PAGE EXTRACT START
Rutabaga Nutrition

rutabaga nutrition Rutabaga has been cultivated since ancient times. Modern scientists are not sure when and how this plant came to be cultivated. Some think that it was the result of cabbage and turnip crossing in natural conditions.
As to the area of origin, there is no consensus either. Some scientists claim that rutabaga first appeared in Russia; others insist that it comes from Europe, Scandinavia, to be more precise.

Rutabaga used to be very common and popular in Europe. It is highly unpretentious and can be grown almost in any climate, even in Scandinavia. In the beginning it used to be the food of the poor. Nevertheless, it later became popular with aristocrats and even royalty, who came to realize that it is wholesome as well as delicious.

In the XVII century England rutabaga was grown in royal vegetable gardens. Rutabaga cooked with meat is still a very popular dish in England. In Germany, too, it used to be extremely popular; Goethe used to call sweet rutabaga his favourite vegetable.

According to plant biology, rutabaga belongs to mustard family, as well as cabbage and turnip. It is a two-year gramineous plant with thick leaves and oval roots. Rutabaga pulp is normally yellow or white, with a strong odor caused by ether oils it contains.

Caloric value and healthy properties of rutabaga

Rutabaga taste, content and health benefits are similar to turnip. Its caloric value is very low- only 37 kcal per 100 grams. That said it is very rich in minerals and vitamins.

Rutabaga is very high in easily assimilated carbohydrates, dietary fibers, natural sugars and vegetable protein; it also contains starch and organic acids. Carbohydrates are represented mainly by fructose, which makes rutabaga very beneficial for people suffering from diabetes.

Vitamin content is also very rich: beta-carotene, vitamins A, E, C, H, group B, PP. Minerals: calcium, magnesium, sodium, potassium, phosphorus, iron.
PAGE EXTRACT END
RECORDS PROVIDED START
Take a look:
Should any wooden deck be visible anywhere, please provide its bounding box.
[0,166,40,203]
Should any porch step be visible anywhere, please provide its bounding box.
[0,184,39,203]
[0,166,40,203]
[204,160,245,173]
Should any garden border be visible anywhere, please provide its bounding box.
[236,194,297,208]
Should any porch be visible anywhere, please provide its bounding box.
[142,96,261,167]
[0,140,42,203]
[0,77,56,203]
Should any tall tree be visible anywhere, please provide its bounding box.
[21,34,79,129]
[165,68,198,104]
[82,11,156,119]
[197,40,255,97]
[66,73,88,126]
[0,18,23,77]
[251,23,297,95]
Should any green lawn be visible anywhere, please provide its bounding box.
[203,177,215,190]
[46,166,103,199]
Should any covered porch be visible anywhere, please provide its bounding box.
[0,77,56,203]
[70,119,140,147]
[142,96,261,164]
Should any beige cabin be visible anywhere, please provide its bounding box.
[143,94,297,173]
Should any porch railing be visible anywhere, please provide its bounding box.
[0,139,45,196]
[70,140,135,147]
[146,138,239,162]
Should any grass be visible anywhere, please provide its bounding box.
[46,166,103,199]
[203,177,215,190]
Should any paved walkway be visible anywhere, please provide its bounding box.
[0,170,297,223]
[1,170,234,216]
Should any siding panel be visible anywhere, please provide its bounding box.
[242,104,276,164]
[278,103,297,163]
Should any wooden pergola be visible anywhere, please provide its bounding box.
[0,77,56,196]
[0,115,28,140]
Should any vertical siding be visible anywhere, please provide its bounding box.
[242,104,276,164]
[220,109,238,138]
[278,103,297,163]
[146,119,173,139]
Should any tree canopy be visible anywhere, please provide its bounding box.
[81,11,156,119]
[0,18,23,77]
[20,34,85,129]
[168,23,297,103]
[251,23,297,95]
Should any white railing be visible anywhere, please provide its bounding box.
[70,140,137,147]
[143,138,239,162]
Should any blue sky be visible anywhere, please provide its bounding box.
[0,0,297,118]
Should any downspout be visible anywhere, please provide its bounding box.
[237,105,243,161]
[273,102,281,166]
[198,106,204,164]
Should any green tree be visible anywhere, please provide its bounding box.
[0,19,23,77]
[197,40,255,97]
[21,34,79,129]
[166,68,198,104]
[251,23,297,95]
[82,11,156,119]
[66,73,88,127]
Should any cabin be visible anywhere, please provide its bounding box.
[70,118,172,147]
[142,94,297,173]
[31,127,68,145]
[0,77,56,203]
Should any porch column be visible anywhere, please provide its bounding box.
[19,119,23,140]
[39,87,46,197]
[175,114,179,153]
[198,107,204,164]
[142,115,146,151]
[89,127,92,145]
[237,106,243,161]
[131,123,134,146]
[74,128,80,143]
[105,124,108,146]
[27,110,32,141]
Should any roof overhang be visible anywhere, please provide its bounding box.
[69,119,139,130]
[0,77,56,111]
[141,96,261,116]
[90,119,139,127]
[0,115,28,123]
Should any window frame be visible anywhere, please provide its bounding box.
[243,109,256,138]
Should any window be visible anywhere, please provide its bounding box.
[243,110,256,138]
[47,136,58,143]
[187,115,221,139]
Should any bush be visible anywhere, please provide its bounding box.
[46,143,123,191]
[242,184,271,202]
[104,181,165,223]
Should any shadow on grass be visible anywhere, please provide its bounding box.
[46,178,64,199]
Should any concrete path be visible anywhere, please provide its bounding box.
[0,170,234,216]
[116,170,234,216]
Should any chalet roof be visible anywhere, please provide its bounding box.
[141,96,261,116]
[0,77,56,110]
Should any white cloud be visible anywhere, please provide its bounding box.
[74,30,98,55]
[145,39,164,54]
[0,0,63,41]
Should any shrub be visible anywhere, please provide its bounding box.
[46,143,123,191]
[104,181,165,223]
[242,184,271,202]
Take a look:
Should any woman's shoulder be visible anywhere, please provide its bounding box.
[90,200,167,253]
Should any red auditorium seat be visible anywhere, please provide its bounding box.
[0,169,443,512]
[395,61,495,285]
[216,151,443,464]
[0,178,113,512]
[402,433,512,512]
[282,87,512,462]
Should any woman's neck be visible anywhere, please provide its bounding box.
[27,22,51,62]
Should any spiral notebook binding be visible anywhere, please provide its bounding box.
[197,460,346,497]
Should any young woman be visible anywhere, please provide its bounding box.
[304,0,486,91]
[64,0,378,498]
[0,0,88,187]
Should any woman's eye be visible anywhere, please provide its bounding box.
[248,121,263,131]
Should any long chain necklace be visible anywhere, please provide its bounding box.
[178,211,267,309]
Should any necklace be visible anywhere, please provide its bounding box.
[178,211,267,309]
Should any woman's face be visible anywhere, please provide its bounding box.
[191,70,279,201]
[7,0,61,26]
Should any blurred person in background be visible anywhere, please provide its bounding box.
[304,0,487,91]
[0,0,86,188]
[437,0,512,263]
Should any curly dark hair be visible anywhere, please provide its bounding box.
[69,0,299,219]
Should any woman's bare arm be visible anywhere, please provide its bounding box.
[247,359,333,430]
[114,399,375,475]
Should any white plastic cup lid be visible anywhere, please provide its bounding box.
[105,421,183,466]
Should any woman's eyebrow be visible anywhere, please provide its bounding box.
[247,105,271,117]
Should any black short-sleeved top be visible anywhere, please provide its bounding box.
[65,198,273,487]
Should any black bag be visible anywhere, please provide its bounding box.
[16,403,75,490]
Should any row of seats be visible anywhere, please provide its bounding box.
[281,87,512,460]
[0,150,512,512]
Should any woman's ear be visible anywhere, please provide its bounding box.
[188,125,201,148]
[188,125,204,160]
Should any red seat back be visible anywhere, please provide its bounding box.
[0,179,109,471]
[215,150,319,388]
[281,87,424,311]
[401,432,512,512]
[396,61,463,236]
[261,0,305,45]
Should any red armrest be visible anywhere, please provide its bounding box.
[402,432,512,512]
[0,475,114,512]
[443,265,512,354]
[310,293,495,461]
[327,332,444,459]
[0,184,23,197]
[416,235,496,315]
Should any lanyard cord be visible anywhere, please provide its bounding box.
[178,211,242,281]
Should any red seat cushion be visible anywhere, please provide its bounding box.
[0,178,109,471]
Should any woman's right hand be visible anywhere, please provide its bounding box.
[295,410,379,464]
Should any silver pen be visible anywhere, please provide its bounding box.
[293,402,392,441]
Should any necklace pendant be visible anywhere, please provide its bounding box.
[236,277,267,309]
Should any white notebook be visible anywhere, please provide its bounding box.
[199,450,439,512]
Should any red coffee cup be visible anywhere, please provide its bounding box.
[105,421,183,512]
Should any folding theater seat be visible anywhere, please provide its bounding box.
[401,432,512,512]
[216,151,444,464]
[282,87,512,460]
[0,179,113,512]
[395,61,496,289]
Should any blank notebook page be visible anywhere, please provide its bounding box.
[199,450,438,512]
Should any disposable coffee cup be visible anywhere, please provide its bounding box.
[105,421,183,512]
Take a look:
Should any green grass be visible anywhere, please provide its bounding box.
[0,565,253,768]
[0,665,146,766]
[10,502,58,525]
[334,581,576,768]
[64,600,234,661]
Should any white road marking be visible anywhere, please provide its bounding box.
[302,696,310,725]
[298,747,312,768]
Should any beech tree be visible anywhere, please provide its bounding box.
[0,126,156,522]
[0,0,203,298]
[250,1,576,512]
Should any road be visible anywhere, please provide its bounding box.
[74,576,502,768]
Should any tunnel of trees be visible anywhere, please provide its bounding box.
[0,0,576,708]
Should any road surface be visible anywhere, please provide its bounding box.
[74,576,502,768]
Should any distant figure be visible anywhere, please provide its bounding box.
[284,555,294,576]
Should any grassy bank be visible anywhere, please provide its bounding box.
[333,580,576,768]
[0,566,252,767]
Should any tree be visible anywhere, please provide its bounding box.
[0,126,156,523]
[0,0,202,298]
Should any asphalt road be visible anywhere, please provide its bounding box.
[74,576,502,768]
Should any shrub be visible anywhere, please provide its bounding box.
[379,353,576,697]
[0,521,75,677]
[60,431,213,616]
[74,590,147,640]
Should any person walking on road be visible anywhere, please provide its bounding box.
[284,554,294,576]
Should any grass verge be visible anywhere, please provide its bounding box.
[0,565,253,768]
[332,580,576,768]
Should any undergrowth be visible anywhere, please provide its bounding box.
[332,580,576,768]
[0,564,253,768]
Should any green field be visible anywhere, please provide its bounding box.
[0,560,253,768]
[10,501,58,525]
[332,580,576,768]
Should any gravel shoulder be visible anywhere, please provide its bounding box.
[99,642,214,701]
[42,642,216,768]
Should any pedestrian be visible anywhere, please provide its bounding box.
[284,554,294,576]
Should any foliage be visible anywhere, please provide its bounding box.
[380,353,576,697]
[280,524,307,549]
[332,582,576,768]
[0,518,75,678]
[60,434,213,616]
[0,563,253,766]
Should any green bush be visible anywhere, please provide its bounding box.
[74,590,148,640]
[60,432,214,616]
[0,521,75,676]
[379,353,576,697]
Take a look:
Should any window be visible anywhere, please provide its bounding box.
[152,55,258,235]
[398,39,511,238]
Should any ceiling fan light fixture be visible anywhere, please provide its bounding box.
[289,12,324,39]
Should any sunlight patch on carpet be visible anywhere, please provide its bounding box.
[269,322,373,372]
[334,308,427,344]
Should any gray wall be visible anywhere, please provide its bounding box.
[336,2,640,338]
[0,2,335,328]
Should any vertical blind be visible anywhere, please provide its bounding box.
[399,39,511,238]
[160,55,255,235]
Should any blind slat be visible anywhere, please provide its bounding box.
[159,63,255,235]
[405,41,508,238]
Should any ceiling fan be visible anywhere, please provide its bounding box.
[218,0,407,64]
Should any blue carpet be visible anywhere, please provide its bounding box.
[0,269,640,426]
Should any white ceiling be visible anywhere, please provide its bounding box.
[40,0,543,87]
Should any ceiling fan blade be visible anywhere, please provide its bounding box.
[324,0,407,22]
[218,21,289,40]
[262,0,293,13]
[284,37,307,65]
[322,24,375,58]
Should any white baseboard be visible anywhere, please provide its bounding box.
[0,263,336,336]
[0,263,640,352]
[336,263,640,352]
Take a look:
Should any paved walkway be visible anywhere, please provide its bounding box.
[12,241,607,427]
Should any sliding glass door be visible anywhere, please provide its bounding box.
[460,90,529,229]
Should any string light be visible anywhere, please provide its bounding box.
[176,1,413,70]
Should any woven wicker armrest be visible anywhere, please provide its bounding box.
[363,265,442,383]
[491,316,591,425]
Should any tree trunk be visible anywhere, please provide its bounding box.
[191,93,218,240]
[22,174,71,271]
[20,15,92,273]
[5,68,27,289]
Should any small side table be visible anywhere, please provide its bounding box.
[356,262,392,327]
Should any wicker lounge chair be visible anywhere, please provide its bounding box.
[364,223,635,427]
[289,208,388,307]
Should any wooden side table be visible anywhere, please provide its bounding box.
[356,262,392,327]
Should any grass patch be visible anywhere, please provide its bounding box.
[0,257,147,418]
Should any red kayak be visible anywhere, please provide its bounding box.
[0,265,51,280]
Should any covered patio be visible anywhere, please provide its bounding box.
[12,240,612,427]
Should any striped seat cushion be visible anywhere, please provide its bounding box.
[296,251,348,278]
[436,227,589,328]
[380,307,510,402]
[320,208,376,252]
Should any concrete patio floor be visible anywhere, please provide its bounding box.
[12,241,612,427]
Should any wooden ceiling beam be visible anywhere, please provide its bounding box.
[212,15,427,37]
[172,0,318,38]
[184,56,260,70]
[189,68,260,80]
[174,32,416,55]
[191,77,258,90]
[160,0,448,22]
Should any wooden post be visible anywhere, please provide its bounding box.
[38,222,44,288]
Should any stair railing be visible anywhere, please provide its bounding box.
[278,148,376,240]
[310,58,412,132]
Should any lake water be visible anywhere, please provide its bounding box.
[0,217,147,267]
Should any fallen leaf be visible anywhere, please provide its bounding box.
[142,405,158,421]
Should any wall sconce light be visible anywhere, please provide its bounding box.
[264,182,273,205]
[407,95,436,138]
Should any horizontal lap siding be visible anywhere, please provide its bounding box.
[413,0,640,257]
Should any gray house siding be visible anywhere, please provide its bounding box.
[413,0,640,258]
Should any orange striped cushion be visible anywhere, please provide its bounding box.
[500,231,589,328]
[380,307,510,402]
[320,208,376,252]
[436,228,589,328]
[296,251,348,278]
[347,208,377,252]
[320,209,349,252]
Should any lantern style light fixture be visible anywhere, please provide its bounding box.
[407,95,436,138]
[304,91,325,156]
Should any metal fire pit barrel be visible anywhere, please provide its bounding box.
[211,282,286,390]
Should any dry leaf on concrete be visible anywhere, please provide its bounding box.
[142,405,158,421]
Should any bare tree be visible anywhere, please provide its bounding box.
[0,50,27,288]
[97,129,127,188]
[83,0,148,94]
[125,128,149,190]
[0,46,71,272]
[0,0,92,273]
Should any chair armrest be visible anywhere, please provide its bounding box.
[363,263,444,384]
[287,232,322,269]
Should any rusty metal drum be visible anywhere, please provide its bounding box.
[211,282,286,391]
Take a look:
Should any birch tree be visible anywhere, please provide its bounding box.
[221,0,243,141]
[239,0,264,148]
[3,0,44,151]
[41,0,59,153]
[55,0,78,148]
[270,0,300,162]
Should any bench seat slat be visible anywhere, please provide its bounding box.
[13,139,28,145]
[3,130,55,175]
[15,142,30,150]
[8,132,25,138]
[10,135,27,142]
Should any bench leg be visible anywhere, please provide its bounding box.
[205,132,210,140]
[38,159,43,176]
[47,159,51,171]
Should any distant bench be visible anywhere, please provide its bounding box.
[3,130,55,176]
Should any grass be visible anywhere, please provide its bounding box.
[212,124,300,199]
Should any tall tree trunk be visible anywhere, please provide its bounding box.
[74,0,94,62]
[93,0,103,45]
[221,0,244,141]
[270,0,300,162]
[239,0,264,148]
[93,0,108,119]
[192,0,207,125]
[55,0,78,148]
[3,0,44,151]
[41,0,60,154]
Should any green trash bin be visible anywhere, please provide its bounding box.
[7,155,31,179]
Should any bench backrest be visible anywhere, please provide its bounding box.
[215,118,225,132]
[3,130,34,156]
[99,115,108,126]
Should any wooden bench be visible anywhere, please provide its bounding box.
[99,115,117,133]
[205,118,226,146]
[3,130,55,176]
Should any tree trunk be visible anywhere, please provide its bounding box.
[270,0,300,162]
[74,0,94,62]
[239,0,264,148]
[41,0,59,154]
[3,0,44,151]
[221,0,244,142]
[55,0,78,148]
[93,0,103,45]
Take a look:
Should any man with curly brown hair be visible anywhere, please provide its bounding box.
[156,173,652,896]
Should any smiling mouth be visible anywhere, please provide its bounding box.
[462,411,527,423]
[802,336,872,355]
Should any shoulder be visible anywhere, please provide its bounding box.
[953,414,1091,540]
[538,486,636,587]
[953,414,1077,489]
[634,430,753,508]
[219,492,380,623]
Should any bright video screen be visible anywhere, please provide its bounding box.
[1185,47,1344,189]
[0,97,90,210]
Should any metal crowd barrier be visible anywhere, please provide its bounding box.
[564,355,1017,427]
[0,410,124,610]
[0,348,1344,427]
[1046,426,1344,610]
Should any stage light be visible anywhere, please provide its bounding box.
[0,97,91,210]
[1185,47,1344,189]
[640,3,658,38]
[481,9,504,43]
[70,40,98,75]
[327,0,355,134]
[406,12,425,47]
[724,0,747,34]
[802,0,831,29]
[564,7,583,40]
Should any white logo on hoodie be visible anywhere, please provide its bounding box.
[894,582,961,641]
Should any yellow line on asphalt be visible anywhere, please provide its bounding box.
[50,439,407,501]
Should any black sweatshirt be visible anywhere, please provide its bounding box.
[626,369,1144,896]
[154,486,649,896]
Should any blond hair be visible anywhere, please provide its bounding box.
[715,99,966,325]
RECORDS PROVIDED END
PARTS OF THE EXERCISE:
a) Using the rutabaga nutrition text, explain why rutabaga is called very beneficial for people suffering from diabetes.
b) From the rutabaga nutrition text, output the part that opens with the words containing "Vitamin content is" and closes with "potassium, phosphorus, iron.".

RESULTS IN ORDER:
a) Rutabaga's carbohydrates are mainly fructose. The text gives this as the reason it is very beneficial for people with diabetes.

b)
Vitamin content is also very rich: beta-carotene, vitamins A, E, C, H, group B, PP. Minerals: calcium, magnesium, sodium, potassium, phosphorus, iron.